▶ **Request**: Rewrite the records from the line containing "For each instance of the distant" through the end of the records, changing "distant hill" to "far ridge" and leaving everything else as it is.

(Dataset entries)
* * *
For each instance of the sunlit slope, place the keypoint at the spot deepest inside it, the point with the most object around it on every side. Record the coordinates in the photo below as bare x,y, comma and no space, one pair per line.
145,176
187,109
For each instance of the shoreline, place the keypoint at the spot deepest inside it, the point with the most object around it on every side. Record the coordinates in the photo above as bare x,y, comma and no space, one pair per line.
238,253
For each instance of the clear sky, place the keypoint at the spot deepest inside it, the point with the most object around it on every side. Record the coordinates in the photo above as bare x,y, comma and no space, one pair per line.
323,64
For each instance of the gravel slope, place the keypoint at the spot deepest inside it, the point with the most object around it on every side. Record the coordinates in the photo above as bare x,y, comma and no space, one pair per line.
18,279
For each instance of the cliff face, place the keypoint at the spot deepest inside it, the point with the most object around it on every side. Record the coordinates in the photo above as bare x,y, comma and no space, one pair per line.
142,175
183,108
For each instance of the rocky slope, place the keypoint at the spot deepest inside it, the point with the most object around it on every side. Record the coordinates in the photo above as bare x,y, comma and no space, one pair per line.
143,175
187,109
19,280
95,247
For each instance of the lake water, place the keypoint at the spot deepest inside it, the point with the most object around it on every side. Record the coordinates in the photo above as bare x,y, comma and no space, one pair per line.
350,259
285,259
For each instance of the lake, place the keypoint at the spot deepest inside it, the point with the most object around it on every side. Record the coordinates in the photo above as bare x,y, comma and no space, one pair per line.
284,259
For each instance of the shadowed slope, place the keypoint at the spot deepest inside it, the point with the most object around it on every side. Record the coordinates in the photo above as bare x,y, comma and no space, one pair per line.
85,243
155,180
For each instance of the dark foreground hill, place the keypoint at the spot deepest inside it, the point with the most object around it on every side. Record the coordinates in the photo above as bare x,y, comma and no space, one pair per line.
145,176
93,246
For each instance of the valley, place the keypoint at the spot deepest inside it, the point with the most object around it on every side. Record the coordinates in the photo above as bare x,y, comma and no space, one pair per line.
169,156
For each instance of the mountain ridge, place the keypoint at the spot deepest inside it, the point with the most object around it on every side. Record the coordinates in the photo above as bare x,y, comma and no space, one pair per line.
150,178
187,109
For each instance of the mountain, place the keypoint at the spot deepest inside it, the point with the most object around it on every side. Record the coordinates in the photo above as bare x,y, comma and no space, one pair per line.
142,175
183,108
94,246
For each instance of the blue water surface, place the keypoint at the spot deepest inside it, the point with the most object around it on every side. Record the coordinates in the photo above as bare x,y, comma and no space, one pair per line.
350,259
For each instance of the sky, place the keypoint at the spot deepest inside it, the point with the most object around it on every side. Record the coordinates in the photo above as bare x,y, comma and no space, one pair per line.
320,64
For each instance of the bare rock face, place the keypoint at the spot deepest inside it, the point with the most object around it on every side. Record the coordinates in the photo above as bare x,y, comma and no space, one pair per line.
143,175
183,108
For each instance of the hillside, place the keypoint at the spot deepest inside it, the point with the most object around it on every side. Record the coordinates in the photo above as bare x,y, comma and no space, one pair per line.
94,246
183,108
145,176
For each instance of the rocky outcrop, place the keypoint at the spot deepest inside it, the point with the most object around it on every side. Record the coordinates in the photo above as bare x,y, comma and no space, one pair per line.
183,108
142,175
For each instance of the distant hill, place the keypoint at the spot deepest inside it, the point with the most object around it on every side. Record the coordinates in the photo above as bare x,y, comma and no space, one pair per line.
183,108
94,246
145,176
* * *
▶ **Task response**:
For each instance of the far ridge, place the keypoint at the spot deepest inside it, the point with the most object around it on every side. Record the coordinates in the photo above as bare x,y, comma and no space, one pair per line.
183,108
94,246
145,176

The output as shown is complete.